Prosigue el texto sobre los mejores años de la vida a partir de su última oración.

§ Texto de lectura:
* * * * * * * * *
Los mejores años de mi vida


No es secreto para nadie que todas las personas que han sido eyectadas del tálamo nupcial gustan de recriminar a sus abominables verdugos el haberles arrebatado los mejores años de su existencia. Curioso razonamiento que, en esencia, hace coincidir la denominada flor de la vida, no con una determinada escala etaria -no hay edad para la ruptura amorosa-, sino con aquel tiempo en que el ser humano tuvo por buena la idea de estar imprudentemente arrejuntado.
De tal suerte que el amor y el impulso sexual se convirtieron, gracias a los postulados de tan peregrina teoría, en el funesto binomio aplicado por el destino para impedirle a cada uno de los pobres abandonados fundar la corporación Microsoft, escribir Los detectives salvajes, representar el papel de Anton Chigurh en la película No Country For Old Men, ganar ocho medallas doradas en los juegos olímpicos de Beijing o grabar un lascivo video en compañía de Beyoncé Knowles y Britney Spears. En fin, ¡qué de cosas habrían hecho si no se hubiesen “empiernado”!
Pero anclar los mejores años de nuestra vida en esa duna pródiga de espejismos que es el pasado equivale también a despreciar, aunque sea indirectamente, los variados cambios y beneficios aportados por la evolución científica e informática. Supone admitir, por todo el cañón, que nuestras existencias eran más felices en la gris época en la que no teníamos el valioso auxilio de las plataformas tecnológicas que mejoraron nuestra calidad de vida y potenciaron nuestras capacidades cognitivas y comunicacionales.
* * * * * * * * *
§ Datos sin procesar:
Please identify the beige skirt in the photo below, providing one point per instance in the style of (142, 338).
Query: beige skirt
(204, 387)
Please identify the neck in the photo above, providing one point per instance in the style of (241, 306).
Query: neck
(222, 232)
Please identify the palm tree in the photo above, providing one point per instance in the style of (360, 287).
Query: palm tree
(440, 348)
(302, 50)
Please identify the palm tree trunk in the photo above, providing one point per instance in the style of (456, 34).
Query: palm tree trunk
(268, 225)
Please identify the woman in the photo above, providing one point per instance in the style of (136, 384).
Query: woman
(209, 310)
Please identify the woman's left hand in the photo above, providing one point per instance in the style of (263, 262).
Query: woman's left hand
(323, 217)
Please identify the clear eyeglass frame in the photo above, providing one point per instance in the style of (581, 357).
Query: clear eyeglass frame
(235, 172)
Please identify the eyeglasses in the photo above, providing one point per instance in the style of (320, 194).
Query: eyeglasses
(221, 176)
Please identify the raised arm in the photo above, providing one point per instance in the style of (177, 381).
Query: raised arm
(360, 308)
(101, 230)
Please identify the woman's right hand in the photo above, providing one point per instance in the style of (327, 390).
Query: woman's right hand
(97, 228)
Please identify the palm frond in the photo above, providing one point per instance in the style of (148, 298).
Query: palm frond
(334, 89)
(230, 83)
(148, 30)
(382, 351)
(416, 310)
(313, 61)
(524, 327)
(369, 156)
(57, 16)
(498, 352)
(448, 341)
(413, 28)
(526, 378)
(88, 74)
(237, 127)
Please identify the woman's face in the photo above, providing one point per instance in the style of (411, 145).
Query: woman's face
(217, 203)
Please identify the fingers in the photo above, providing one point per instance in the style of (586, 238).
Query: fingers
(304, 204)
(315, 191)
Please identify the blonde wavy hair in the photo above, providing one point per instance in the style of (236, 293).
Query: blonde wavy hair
* * * * * * * * *
§ Respuesta del ejercicio:
Por supuesto, que nunca faltará quien sospeche que nada bueno nos traerá la nueva primavera, y que el ser humano, si en verdad existiese una voluntad divina, sólo debería cumplir la cantidad de años necesaria para obtener la licencia de conducir y asistir a las proyecciones de películas con contenidos sexuales explícitos. No lo dicen, pero están convencidos de que las sociedades actuales solamente exaltan como modelo de vida la utopía de la juventud permanente.
No hay duda de que con refrescamientos estéticos podemos disimular la caída de los años. Sin embargo, la opción de las cirugías, además de costosa, también está expuesta a los rigores de esa maldición microeconómica conocida como “rendimientos decrecientes”; fenómeno social que nos advierte que cada nueva intervención quirúrgica registrará resultados plásticos de menor calidad. Un panorama aterrador, que se agrava considerablemente cuando analizamos el sabotaje sigiloso de cuellos y manos, partes del cuerpo que se niegan a silenciar las informaciones que otros órganos intentan ocultar.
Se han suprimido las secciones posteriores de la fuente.